| TASK DETAILS |
Can you reproduce the material below line for line, without changing a word, and leave the pictures out?

| DATA PROVIDED |
━━━━

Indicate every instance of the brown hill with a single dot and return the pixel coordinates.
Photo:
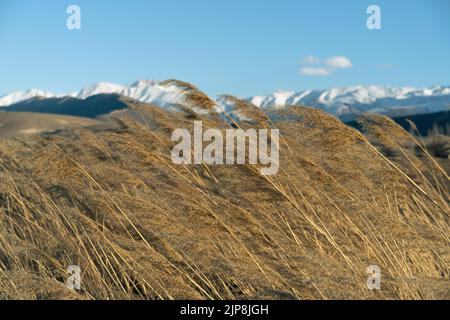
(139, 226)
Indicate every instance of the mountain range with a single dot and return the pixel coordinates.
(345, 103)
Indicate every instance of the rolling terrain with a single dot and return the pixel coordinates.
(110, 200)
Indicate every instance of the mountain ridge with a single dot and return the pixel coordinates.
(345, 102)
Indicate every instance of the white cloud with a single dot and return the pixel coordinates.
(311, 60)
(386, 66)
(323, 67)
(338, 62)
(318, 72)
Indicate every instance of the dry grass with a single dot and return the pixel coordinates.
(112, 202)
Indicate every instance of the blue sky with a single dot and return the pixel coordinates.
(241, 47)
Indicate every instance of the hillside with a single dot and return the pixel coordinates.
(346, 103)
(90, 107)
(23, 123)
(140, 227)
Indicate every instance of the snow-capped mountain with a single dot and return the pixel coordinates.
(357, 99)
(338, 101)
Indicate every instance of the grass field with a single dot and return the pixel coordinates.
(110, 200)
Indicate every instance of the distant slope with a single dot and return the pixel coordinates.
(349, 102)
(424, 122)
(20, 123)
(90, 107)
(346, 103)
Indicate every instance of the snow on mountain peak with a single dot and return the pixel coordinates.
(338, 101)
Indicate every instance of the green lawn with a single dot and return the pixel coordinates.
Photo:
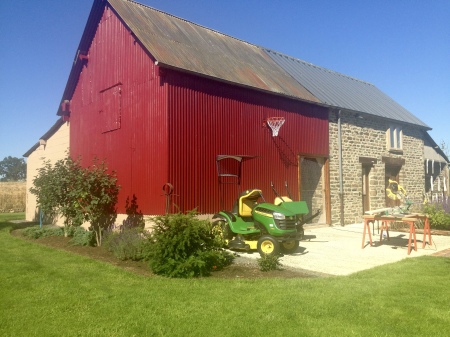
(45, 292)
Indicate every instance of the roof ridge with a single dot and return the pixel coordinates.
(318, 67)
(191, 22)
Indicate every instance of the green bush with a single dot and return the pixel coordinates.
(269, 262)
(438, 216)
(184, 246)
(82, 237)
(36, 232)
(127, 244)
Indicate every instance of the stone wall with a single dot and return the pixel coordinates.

━━━━

| SOLUTION TO THIS EXERCISE |
Indicate every instance of the brown hill with a single dot and return the pixel coordinates.
Photo:
(139, 226)
Indicate every instance of the mountain range with a single dot and return the pixel coordinates.
(345, 103)
Indicate every instance of the rolling terrain with a single dot and return the pixel coordinates.
(110, 200)
Indicate every instance of the mountain ridge with a single dot and return the pixel coordinates.
(345, 102)
Indicate every instance of the white cloud with a single dot and return the pixel coordinates.
(311, 60)
(386, 66)
(323, 67)
(338, 62)
(318, 72)
Indicate every instance of the dry grass with a single dot and return the pixel coordinates.
(112, 202)
Indicate every instance of the blue sky with a single dot and return the pixel coordinates.
(241, 47)
Indicate every instance of the hillside with a single dot and return the pixel coordinates.
(346, 103)
(90, 107)
(23, 123)
(140, 227)
Indicate every instance of the snow-capped mountain with a single dot and return the pixel coordinates.
(357, 99)
(338, 101)
Indicate every instance of the grass field with a single dot and return the pixel coordinates.
(110, 200)
Indicate every instance of the distant slope with a single dot and return the pixel coordinates.
(349, 102)
(424, 122)
(20, 123)
(90, 107)
(346, 103)
Indicate every instance of the snow on mountain peak with a single dot and return the pixel coordinates.
(338, 101)
Indicate every instance of the green lawn with a single dot and return the pixel coordinates.
Photo:
(45, 292)
Indicate every instance of the roof ridge with a single dot and return the pixel coordinates.
(318, 67)
(191, 22)
Indicate every instance of the green bush with a single dot and return the pixel coordinates.
(269, 262)
(438, 216)
(184, 246)
(82, 237)
(36, 232)
(127, 244)
Indicate every instance of the stone wall with a single dot and return the pixel coordinates.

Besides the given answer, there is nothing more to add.